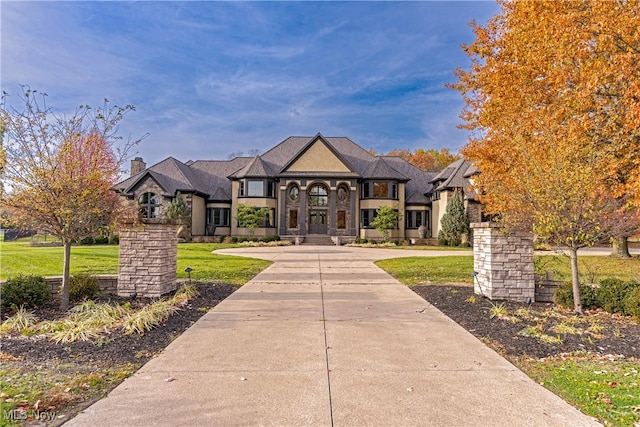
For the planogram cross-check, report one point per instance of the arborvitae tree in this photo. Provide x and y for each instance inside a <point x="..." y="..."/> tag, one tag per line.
<point x="385" y="220"/>
<point x="178" y="209"/>
<point x="251" y="217"/>
<point x="455" y="222"/>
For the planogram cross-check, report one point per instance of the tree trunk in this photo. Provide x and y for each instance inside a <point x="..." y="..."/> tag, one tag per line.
<point x="620" y="247"/>
<point x="64" y="291"/>
<point x="577" y="302"/>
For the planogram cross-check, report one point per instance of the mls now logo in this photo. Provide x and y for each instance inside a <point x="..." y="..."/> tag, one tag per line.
<point x="15" y="415"/>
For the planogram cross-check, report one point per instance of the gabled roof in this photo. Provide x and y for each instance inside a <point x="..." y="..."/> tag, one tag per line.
<point x="381" y="169"/>
<point x="170" y="174"/>
<point x="417" y="198"/>
<point x="257" y="168"/>
<point x="212" y="178"/>
<point x="452" y="176"/>
<point x="318" y="138"/>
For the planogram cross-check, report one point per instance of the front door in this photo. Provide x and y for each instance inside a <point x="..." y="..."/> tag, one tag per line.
<point x="317" y="221"/>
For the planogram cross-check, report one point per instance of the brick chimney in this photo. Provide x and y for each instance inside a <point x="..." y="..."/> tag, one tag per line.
<point x="137" y="166"/>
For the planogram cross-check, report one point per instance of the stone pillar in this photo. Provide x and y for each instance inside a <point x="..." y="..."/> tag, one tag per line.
<point x="148" y="258"/>
<point x="503" y="263"/>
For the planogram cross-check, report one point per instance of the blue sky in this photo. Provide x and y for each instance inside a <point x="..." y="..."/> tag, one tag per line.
<point x="213" y="78"/>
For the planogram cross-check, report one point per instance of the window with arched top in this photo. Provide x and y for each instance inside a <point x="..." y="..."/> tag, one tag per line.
<point x="318" y="195"/>
<point x="293" y="192"/>
<point x="149" y="204"/>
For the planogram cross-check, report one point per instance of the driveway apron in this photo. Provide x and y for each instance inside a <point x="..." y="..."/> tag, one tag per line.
<point x="323" y="337"/>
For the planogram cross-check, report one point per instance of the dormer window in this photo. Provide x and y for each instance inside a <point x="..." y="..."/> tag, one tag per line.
<point x="380" y="190"/>
<point x="149" y="204"/>
<point x="255" y="188"/>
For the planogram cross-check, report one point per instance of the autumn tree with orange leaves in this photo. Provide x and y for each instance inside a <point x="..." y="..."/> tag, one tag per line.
<point x="59" y="170"/>
<point x="553" y="102"/>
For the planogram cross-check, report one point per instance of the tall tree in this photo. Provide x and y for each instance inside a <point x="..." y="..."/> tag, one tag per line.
<point x="60" y="169"/>
<point x="553" y="100"/>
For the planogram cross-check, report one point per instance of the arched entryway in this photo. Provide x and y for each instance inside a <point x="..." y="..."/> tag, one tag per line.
<point x="318" y="203"/>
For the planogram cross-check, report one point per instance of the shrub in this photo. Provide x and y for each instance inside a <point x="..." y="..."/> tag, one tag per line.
<point x="87" y="241"/>
<point x="564" y="296"/>
<point x="632" y="303"/>
<point x="83" y="286"/>
<point x="612" y="292"/>
<point x="442" y="240"/>
<point x="25" y="290"/>
<point x="102" y="240"/>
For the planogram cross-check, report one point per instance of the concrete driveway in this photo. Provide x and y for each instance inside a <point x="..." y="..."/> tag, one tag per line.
<point x="323" y="337"/>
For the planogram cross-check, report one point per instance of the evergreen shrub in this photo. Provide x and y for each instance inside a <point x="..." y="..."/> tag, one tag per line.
<point x="26" y="291"/>
<point x="83" y="286"/>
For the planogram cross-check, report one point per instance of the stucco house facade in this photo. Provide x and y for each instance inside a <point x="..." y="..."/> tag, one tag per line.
<point x="313" y="187"/>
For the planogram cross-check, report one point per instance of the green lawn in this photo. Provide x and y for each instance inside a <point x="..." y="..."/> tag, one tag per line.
<point x="414" y="270"/>
<point x="19" y="257"/>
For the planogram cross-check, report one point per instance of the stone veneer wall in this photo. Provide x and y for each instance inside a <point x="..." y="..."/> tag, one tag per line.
<point x="503" y="263"/>
<point x="148" y="258"/>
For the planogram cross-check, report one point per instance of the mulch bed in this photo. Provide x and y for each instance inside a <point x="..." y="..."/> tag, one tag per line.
<point x="613" y="334"/>
<point x="118" y="348"/>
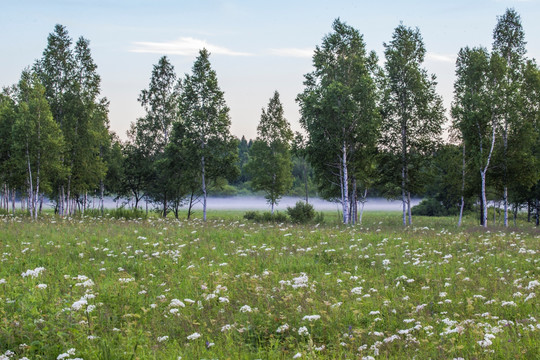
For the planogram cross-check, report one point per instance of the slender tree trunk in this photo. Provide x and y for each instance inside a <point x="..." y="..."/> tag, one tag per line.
<point x="345" y="201"/>
<point x="101" y="197"/>
<point x="505" y="200"/>
<point x="36" y="193"/>
<point x="68" y="197"/>
<point x="484" y="200"/>
<point x="30" y="183"/>
<point x="165" y="205"/>
<point x="484" y="171"/>
<point x="190" y="206"/>
<point x="409" y="207"/>
<point x="537" y="212"/>
<point x="404" y="171"/>
<point x="462" y="206"/>
<point x="305" y="181"/>
<point x="364" y="199"/>
<point x="273" y="193"/>
<point x="203" y="175"/>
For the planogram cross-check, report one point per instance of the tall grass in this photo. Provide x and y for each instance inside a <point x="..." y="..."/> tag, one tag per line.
<point x="230" y="288"/>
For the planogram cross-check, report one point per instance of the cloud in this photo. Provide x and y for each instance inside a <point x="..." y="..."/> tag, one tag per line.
<point x="185" y="46"/>
<point x="441" y="57"/>
<point x="292" y="52"/>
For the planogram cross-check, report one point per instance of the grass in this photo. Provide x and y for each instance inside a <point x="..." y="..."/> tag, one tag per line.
<point x="145" y="289"/>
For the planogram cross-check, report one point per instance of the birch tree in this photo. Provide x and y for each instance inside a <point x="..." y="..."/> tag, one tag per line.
<point x="339" y="111"/>
<point x="270" y="163"/>
<point x="509" y="44"/>
<point x="412" y="110"/>
<point x="207" y="124"/>
<point x="37" y="140"/>
<point x="475" y="111"/>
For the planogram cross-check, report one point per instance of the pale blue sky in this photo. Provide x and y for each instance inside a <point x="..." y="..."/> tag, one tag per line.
<point x="257" y="46"/>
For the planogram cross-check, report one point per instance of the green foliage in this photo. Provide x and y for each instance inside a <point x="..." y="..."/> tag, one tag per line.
<point x="339" y="112"/>
<point x="118" y="213"/>
<point x="301" y="213"/>
<point x="269" y="162"/>
<point x="266" y="217"/>
<point x="431" y="207"/>
<point x="444" y="279"/>
<point x="207" y="125"/>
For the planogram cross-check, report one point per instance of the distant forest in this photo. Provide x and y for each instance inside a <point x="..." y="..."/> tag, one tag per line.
<point x="368" y="130"/>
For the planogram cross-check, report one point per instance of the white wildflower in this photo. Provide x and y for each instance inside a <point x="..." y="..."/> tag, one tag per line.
<point x="246" y="308"/>
<point x="311" y="317"/>
<point x="163" y="338"/>
<point x="194" y="336"/>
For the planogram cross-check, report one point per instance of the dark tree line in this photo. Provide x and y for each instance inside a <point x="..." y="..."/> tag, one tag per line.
<point x="368" y="129"/>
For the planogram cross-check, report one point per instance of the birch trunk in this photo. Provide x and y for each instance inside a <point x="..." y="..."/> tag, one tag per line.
<point x="345" y="201"/>
<point x="30" y="183"/>
<point x="409" y="207"/>
<point x="462" y="188"/>
<point x="364" y="199"/>
<point x="203" y="175"/>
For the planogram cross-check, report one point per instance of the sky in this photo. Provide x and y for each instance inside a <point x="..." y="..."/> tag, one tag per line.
<point x="256" y="47"/>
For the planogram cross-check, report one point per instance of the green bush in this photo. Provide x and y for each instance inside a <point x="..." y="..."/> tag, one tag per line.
<point x="251" y="215"/>
<point x="266" y="216"/>
<point x="429" y="207"/>
<point x="301" y="213"/>
<point x="119" y="213"/>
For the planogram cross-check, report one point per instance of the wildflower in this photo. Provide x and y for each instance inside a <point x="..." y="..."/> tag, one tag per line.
<point x="194" y="336"/>
<point x="245" y="308"/>
<point x="311" y="317"/>
<point x="282" y="328"/>
<point x="77" y="305"/>
<point x="33" y="273"/>
<point x="357" y="290"/>
<point x="67" y="354"/>
<point x="176" y="303"/>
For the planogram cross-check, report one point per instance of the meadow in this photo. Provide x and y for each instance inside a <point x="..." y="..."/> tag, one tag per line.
<point x="102" y="288"/>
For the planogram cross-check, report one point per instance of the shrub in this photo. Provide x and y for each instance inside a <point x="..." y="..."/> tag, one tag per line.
<point x="266" y="216"/>
<point x="301" y="213"/>
<point x="429" y="207"/>
<point x="251" y="215"/>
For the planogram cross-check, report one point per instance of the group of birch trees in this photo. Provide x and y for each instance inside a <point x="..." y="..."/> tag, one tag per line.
<point x="372" y="126"/>
<point x="368" y="124"/>
<point x="183" y="145"/>
<point x="367" y="127"/>
<point x="496" y="119"/>
<point x="54" y="129"/>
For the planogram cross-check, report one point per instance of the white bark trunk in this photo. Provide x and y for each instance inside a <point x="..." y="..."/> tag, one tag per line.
<point x="203" y="174"/>
<point x="462" y="188"/>
<point x="364" y="199"/>
<point x="345" y="186"/>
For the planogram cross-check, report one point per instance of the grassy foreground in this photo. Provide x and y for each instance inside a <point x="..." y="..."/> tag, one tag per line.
<point x="96" y="288"/>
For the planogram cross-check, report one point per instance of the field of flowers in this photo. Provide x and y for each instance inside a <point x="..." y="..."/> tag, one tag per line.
<point x="96" y="288"/>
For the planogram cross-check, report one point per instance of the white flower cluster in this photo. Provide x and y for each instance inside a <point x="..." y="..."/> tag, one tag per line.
<point x="33" y="273"/>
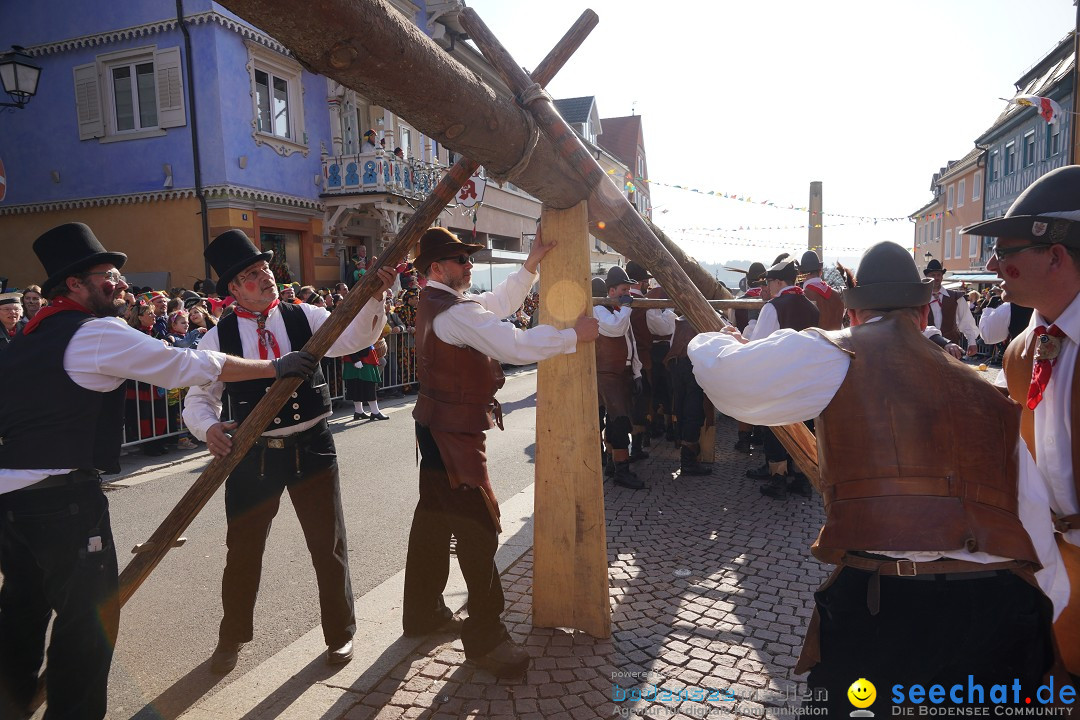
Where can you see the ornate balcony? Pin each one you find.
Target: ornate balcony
(378, 172)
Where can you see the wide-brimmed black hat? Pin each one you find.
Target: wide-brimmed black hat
(784, 270)
(230, 253)
(888, 279)
(809, 262)
(637, 272)
(440, 243)
(1047, 212)
(617, 276)
(70, 248)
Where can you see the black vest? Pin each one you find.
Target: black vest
(311, 399)
(46, 420)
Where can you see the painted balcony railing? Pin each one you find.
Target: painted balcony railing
(379, 172)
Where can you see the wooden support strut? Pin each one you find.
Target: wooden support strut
(148, 555)
(642, 243)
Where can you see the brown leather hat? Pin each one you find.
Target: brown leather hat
(888, 279)
(440, 243)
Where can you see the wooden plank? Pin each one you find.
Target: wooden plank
(569, 568)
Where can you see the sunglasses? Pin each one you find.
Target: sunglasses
(1001, 253)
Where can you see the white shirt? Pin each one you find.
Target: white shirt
(615, 323)
(964, 321)
(105, 352)
(741, 380)
(202, 407)
(994, 323)
(477, 325)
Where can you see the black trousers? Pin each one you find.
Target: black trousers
(689, 399)
(462, 513)
(930, 632)
(57, 556)
(309, 471)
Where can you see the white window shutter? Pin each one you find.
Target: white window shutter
(170, 87)
(88, 100)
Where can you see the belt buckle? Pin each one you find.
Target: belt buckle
(901, 566)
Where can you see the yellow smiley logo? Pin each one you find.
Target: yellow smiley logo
(862, 693)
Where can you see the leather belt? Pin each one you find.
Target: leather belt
(75, 477)
(281, 443)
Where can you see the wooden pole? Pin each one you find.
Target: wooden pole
(639, 240)
(152, 552)
(569, 569)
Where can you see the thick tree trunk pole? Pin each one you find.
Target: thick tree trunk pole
(152, 552)
(569, 570)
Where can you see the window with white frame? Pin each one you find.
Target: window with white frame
(130, 94)
(277, 100)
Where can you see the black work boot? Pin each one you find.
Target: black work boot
(636, 452)
(688, 462)
(800, 486)
(625, 477)
(777, 487)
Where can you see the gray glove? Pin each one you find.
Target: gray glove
(296, 364)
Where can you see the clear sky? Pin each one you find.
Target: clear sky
(759, 97)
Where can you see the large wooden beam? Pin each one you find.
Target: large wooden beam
(569, 570)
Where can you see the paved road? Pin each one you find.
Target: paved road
(170, 626)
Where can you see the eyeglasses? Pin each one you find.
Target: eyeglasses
(1001, 253)
(111, 275)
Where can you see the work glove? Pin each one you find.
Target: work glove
(296, 364)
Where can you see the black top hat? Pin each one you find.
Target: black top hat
(784, 270)
(637, 272)
(440, 243)
(617, 276)
(70, 248)
(755, 273)
(888, 279)
(1048, 212)
(810, 261)
(230, 253)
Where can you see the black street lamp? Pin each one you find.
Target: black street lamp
(18, 77)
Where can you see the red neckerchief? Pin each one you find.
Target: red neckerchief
(1048, 345)
(267, 341)
(63, 303)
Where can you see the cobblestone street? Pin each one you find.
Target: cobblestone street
(711, 588)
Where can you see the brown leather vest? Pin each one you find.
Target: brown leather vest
(1017, 362)
(916, 452)
(643, 337)
(795, 312)
(611, 353)
(457, 384)
(948, 326)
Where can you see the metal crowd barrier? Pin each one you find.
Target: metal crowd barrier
(153, 413)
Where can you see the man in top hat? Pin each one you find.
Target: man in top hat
(820, 293)
(968, 515)
(1037, 257)
(618, 376)
(460, 341)
(786, 309)
(64, 378)
(11, 317)
(295, 451)
(949, 311)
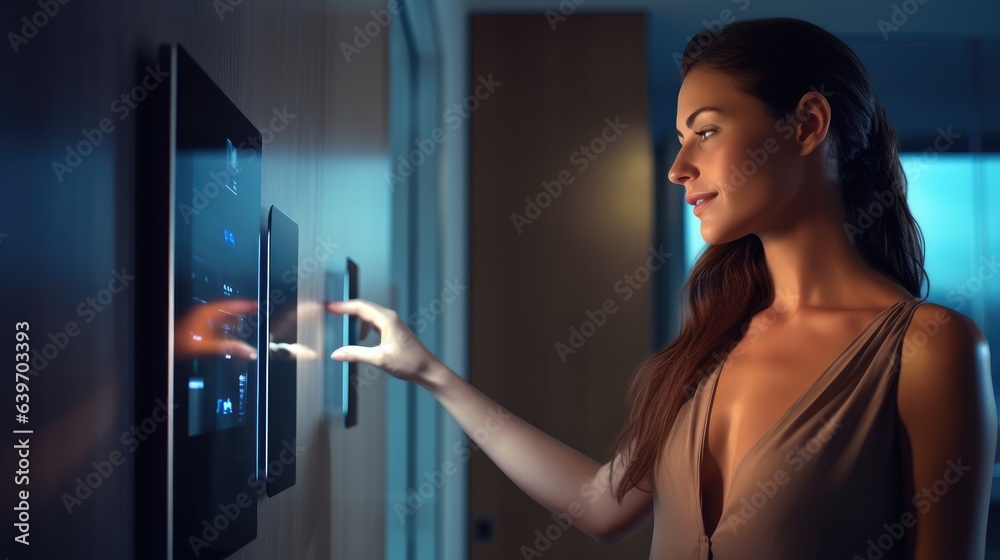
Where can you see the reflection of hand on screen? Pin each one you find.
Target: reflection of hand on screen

Assigned task:
Which lines above hold the string "hand"? Copy every one of them.

Worked solution:
Where can you see the reflection of hand on screen? Pin each one you find.
Target: reflection of hand on screen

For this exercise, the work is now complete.